Work task
Copy exactly the lines from the first line of the records below through the line containing "rough mask: <svg", including both, and nothing else.

Stored records
—————

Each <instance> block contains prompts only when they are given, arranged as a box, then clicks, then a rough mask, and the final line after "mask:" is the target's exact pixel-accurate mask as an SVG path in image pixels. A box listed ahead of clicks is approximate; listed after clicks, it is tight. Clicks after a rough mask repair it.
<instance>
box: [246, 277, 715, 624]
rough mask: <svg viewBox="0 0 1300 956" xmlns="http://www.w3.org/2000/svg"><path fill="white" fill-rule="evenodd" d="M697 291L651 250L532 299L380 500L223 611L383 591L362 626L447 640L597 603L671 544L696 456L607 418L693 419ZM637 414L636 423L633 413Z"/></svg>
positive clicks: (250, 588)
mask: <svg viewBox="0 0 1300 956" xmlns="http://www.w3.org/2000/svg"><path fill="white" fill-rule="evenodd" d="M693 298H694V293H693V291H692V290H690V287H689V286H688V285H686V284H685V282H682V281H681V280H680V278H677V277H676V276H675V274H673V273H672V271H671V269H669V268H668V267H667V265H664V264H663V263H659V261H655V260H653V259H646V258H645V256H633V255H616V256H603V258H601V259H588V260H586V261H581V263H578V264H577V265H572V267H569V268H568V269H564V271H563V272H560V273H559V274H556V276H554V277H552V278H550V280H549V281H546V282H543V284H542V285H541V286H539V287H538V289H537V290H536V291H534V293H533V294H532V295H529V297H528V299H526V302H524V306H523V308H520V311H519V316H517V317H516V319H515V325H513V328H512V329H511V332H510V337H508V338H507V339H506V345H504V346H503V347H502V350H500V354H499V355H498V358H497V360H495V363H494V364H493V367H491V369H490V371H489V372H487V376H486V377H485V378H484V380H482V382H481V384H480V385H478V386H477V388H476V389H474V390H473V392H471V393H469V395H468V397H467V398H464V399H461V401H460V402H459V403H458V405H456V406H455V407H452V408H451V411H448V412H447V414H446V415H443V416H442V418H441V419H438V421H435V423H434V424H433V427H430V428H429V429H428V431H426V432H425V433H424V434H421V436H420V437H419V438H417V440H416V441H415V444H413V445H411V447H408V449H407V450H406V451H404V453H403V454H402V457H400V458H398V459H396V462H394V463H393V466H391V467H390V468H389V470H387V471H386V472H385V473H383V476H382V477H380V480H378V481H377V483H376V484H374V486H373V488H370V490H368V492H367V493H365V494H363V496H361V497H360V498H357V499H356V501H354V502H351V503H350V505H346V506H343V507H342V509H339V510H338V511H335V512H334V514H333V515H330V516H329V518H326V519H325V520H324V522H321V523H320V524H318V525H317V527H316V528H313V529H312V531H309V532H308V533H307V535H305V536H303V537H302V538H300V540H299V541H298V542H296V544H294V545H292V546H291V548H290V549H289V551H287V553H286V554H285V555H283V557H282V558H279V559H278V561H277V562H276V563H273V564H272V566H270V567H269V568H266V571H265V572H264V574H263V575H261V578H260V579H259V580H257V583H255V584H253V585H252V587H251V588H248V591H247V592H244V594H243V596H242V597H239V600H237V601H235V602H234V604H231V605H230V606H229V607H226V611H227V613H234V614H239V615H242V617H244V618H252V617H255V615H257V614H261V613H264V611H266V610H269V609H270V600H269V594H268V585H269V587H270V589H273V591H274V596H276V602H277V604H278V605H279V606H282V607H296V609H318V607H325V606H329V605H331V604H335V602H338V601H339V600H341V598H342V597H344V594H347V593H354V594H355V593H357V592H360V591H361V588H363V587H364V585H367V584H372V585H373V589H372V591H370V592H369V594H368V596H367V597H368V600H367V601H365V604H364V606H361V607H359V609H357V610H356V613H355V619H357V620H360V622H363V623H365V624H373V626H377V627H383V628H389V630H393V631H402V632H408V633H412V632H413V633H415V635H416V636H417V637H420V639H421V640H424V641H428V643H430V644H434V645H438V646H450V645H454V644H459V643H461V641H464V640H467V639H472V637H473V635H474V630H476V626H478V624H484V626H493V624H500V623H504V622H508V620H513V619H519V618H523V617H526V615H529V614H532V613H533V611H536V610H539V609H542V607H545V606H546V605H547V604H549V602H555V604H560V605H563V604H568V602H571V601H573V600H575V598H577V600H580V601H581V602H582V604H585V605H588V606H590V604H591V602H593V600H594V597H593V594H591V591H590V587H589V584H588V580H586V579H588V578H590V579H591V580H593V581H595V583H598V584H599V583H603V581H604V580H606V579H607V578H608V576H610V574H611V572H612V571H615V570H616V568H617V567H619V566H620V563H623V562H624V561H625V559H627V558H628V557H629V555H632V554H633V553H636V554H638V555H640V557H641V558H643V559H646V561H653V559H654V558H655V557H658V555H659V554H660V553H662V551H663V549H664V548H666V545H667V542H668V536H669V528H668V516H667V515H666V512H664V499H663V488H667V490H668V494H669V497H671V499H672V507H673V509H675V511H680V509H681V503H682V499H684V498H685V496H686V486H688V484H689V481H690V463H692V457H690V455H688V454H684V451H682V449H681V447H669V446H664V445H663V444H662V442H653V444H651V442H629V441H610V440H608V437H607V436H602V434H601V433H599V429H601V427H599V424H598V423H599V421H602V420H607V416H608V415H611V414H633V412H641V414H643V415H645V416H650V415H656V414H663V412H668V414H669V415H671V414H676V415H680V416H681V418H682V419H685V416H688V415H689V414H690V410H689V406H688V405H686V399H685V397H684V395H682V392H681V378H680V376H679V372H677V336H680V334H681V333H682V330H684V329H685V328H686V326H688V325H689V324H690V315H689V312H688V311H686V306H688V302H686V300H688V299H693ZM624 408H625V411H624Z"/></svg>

—————

Completed exercise
Each <instance> block contains prompts only when they are given, arranged as a box, then clicks, then a rough mask, and the final line after "mask:" is the target's exact pixel-accurate mask as an SVG path in image pixels. A box listed ahead of clicks is approximate; listed after clicks, it is tight. Clicks after a rough mask repair it.
<instance>
box: [246, 277, 715, 624]
rough mask: <svg viewBox="0 0 1300 956" xmlns="http://www.w3.org/2000/svg"><path fill="white" fill-rule="evenodd" d="M697 291L651 250L532 299L380 500L223 611L383 591L362 626L447 640L597 603L671 544L696 456L607 418L693 419ZM637 414L636 423L633 413Z"/></svg>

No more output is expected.